## TRECHO FORNECIDO
____

Telefone celular, redes sociais e TV por assinatura são tecnologias recentes, mas tão presentes no nosso dia a dia que já não conseguimos viver sem elas. Para quem tem por volta de 50 anos, nas décadas de 1970 e 1980 era impensável imaginar que um texto seria escrito no computador, enviado de forma online e que o diagramador não precisaria digitá-lo como faziam os linotipistas, moldando as linhas das colunas em chumbo.

____

## EXERCÍCIO
Enumere todas as tecnologias que o trecho fornecido qualifica como recentes.

## DADOS COLETADOS
____

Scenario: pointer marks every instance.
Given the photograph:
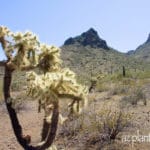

____

## SOLUÇÃO DA TAREFA
Telefone celular, redes sociais e TV por assinatura.